### DATA SUPPLIED

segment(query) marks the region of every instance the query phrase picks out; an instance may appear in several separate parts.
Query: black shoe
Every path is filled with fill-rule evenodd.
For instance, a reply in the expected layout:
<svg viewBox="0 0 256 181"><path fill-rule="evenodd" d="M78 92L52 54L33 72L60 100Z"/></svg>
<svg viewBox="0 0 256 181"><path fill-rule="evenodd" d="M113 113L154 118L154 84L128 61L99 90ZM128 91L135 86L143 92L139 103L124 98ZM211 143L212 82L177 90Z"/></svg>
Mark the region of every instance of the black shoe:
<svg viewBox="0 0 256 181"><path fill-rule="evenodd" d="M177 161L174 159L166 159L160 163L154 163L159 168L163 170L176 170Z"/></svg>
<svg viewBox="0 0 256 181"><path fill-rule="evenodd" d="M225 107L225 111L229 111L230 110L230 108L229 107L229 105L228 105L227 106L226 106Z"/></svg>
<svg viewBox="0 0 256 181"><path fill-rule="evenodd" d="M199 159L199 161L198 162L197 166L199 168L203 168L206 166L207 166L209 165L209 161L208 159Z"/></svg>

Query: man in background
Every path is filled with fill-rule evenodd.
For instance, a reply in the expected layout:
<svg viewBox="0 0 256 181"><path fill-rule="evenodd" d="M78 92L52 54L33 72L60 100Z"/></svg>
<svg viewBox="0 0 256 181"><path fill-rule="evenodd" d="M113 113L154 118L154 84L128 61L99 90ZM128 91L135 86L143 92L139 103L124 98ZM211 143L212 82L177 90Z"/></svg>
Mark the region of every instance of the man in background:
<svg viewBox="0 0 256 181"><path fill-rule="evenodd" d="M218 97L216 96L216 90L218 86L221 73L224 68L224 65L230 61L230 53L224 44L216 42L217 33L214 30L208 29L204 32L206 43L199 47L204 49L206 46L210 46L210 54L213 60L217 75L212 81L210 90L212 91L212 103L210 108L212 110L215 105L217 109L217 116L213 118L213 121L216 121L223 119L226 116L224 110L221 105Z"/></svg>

######

Can you copy the material word for word, from its first line up to and including the line that contains "107L225 111L229 111L230"?

• [ANSWER TO THIS PROBLEM]
segment(query) marks the region of every instance the query phrase picks out; an instance may appear in several separate parts.
Query: black shoe
Every path is filled with fill-rule evenodd.
For instance, a reply in the expected layout:
<svg viewBox="0 0 256 181"><path fill-rule="evenodd" d="M78 92L52 54L33 72L60 100Z"/></svg>
<svg viewBox="0 0 256 181"><path fill-rule="evenodd" d="M113 113L154 118L154 84L128 61L99 90ZM128 91L135 86L143 92L139 103L124 98ZM211 143L212 82L177 90Z"/></svg>
Mark the region of every instance of the black shoe:
<svg viewBox="0 0 256 181"><path fill-rule="evenodd" d="M177 161L174 159L166 159L160 163L154 163L159 168L163 170L176 170Z"/></svg>
<svg viewBox="0 0 256 181"><path fill-rule="evenodd" d="M225 107L225 111L229 111L230 110L230 108L229 107L229 105L228 105L227 106L226 106Z"/></svg>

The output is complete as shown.